# REQUIRED TASK
Rewrite the items below, from the line with "Please segment every instance of the dried" through the end of the items, both included, with the requests kept and -95 added to every x and y coordinate in the answers. Leave the pictures out.

Segmentation labeling items:
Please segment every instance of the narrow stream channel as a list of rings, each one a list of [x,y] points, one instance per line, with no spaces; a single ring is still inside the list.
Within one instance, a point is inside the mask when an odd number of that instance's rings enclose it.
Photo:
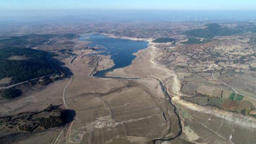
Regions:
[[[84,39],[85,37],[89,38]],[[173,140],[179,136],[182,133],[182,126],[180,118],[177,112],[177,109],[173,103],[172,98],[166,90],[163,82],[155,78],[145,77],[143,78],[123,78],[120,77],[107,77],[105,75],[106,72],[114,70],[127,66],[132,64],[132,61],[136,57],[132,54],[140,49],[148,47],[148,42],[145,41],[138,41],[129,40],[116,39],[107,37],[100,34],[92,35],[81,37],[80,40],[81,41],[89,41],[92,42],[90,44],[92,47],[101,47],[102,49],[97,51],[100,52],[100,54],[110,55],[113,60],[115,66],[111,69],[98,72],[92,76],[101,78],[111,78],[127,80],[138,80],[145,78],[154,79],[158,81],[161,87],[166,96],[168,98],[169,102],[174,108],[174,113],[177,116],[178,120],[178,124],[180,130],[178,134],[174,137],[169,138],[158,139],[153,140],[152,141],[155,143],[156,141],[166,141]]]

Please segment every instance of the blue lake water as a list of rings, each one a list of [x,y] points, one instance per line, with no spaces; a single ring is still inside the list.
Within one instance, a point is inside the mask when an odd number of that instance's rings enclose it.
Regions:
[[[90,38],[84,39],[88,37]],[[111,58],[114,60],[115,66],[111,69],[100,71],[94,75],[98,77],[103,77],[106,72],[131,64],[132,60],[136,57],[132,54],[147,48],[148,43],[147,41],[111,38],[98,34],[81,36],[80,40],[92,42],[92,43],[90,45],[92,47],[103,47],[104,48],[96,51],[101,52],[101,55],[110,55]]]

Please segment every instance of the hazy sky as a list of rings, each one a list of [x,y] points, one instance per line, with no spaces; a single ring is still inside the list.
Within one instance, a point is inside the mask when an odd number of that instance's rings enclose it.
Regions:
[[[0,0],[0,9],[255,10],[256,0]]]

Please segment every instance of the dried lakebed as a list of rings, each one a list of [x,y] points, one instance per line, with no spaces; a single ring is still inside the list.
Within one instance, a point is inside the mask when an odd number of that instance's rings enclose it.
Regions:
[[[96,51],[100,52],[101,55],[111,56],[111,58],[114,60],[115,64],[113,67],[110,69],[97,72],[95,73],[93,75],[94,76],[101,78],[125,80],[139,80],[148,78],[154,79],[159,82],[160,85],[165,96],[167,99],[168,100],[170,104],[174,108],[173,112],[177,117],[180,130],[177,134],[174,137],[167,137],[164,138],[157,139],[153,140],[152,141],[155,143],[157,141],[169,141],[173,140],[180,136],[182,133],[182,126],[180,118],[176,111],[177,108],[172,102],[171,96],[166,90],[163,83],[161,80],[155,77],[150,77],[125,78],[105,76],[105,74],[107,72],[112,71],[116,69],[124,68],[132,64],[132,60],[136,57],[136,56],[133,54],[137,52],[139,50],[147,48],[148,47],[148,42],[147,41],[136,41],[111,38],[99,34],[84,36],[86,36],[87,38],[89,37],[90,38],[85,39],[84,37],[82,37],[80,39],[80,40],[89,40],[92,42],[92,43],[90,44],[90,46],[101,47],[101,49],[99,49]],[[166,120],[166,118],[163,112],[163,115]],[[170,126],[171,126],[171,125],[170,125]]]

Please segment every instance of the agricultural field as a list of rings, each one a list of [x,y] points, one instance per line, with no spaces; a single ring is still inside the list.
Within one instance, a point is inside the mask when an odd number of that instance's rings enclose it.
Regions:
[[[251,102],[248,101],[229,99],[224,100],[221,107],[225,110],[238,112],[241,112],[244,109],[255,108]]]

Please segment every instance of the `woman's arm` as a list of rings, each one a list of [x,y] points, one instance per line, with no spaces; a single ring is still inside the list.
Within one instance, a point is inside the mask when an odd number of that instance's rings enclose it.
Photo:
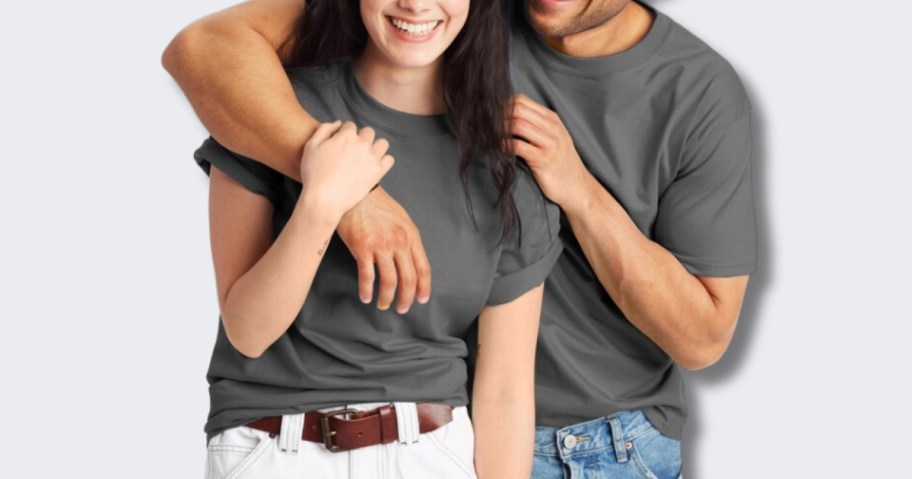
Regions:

# SOLUTION FOR THIS TASK
Please segment every instance of the dried lakebed as a list of rings, each one a list of [x,y] points, one instance per line, with no spaces; a single ring is still inside the list.
Within one instance, a point is inside the mask when an odd number of that instance's rings enclose it.
Regions:
[[[1,-44],[5,-43],[6,-40],[16,-39],[16,-37],[19,-35],[20,-31],[18,-28],[15,-26],[2,-23],[0,-22],[-2,-20],[-1,-19],[6,-17],[30,-15],[44,-15],[53,-17],[59,-16],[64,-13],[65,-10],[70,1],[72,4],[73,5],[75,9],[79,13],[78,17],[82,22],[85,35],[82,39],[79,42],[72,42],[69,43],[62,44],[58,45],[57,46],[60,48],[62,46],[74,46],[78,45],[85,41],[87,38],[87,31],[85,23],[81,16],[82,13],[77,7],[76,1],[71,-5],[68,-12],[66,-15],[60,-18],[55,-18],[30,-17],[10,-19],[10,-21],[12,-23],[17,-24],[21,-26],[29,-27],[37,-31],[37,-35],[41,-38],[41,-39],[38,-41],[42,-43],[44,-45],[52,-47],[53,-48],[53,-53],[52,-54],[41,-54],[16,-57],[4,-61],[-11,-59],[-9,-59],[-8,-57],[-6,-58],[-5,-57],[-10,-56],[-11,-58],[-13,-58],[-15,-56],[-15,-55],[-6,-55],[-3,-53],[-3,-52],[-5,-51],[-5,-49],[6,-48],[6,-46],[4,-46]],[[71,25],[71,23],[68,17],[68,20]],[[75,31],[76,31],[76,30],[75,30]]]

Please segment every instance of the agricultural field as a list of rings, each one a list of [x,y] points, one instance per line, with no spaces; a single ring is still inside the list.
Within one instance, a point is inside the mask when an odd number of that instance's rings enclose it.
Regions:
[[[156,7],[153,6],[134,4],[129,5],[126,12],[130,15],[143,17],[146,17],[149,14],[160,13]]]

Please segment every instance of the `woman's arm` as a list of rings, each one a list of [x,y] points, one instance per line, with no spaces; a single ring is still inside the list.
Within one instance, a point is inside the mask when an odd number of that instance's rings enclose it.
Photo:
Regions:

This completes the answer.